* Start *
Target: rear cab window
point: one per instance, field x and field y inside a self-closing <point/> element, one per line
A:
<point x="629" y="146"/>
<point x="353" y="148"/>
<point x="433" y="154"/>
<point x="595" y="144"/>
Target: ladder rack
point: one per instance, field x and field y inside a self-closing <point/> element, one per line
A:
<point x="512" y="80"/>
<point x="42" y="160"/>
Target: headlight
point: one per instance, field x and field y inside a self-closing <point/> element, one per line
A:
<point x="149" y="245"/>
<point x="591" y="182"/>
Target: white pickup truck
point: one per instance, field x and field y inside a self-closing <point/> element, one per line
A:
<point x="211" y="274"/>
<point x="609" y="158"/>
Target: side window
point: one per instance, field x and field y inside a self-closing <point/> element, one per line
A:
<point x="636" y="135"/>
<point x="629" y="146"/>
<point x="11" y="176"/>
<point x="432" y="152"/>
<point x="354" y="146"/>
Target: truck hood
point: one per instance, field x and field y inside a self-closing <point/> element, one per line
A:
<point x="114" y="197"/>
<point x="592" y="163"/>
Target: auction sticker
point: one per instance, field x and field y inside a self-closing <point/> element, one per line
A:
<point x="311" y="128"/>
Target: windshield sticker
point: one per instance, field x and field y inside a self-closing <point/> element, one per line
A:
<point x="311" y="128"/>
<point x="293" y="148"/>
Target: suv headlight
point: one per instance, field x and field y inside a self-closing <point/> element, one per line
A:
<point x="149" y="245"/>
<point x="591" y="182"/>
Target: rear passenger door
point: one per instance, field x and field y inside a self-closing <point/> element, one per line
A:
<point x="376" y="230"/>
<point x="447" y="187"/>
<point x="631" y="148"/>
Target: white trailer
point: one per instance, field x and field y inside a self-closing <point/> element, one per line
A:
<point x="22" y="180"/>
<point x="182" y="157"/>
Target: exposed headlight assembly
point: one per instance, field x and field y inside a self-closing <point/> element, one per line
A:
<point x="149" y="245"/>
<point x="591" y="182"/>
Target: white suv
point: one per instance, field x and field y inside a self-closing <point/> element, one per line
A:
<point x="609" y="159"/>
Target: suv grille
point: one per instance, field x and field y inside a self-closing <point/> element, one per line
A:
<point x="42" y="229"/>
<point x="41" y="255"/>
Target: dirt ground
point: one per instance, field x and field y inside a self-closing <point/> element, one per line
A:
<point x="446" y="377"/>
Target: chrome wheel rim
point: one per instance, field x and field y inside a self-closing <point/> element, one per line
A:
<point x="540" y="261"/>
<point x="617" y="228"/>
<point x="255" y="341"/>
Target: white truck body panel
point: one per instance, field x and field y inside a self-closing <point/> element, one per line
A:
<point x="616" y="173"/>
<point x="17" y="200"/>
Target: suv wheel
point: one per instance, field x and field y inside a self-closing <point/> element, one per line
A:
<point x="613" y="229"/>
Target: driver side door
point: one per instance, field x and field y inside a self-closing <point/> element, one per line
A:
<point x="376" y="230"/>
* End *
> REQUIREMENTS:
Make an exact copy of all the data.

> RESULT:
Target: rear cab window
point: one per instance, field x and field y inside a self-closing <point/> element, one per line
A:
<point x="629" y="146"/>
<point x="353" y="148"/>
<point x="433" y="154"/>
<point x="595" y="144"/>
Target: ladder rack
point: one per instance, field x and field y inside a self-closing <point/> element, one per line
A:
<point x="512" y="80"/>
<point x="42" y="160"/>
Target: headlight
point: one per instance, field x and field y inside a self-closing <point/> element, one per line
A:
<point x="149" y="245"/>
<point x="591" y="182"/>
Target: white pickup truck
point: one per instance, field x and field y inside a self-closing <point/> element, one per line
A:
<point x="211" y="274"/>
<point x="609" y="158"/>
Target: side window
point: one per instance, field x and field y inside a self-closing <point/> element, one per line
A:
<point x="636" y="135"/>
<point x="629" y="146"/>
<point x="11" y="176"/>
<point x="432" y="152"/>
<point x="354" y="146"/>
Target: truck hood
point: one per instance, field x and field y inside a self-closing <point/> element, one per line
A:
<point x="114" y="197"/>
<point x="592" y="163"/>
Target: auction sticker
point: one per instance, field x and field y inside a self-closing <point/> element, one per line
A:
<point x="311" y="128"/>
Target: windshield sticker
point: one per instance, field x and field y inside a self-closing <point/> element, one per line
A:
<point x="311" y="128"/>
<point x="293" y="148"/>
Target: suv headlight
point: one per instance, field x and field y inside a self-closing <point/> element, one per line
A:
<point x="149" y="245"/>
<point x="591" y="182"/>
Target: rear passenger door
point: one per instance, field x and field y inside a self-closing <point/> element, one per line
A:
<point x="376" y="230"/>
<point x="447" y="187"/>
<point x="631" y="148"/>
Target: white trailer
point: one per instance, field x and field y inside a self-closing <point/> element, one per line
A:
<point x="22" y="180"/>
<point x="182" y="157"/>
Target: exposed headlight assembly
point: one per instance, field x and field y inside a self-closing <point/> element, one per line
A:
<point x="149" y="245"/>
<point x="591" y="182"/>
Target: white suv
point: one per instance, field x and field y inside a self-closing <point/> element, one per line
A:
<point x="609" y="159"/>
Target: suv grille
point: one per instance, field x and field y inside a self-closing <point/> element, one per line
A:
<point x="42" y="229"/>
<point x="41" y="255"/>
Target: dirt ground
point: one per instance, field x and field y inside a self-closing <point/> element, one per line
A:
<point x="446" y="377"/>
Target: chrome wheel rim
point: one per instance, field x and field y inside a self-closing <point/> element, one per line
A:
<point x="540" y="261"/>
<point x="617" y="228"/>
<point x="255" y="341"/>
Target: white truck body panel
point: one per instance, field x and field y inside a self-closing <point/> element, one per line
A:
<point x="616" y="173"/>
<point x="17" y="200"/>
Target: suv wheel
point: one per instance, field x and field y inside a self-closing <point/> element, one per line
A:
<point x="613" y="229"/>
Target: driver side door
point: one per instance, field x and field y inside a self-closing <point/> element, one per line
A:
<point x="376" y="230"/>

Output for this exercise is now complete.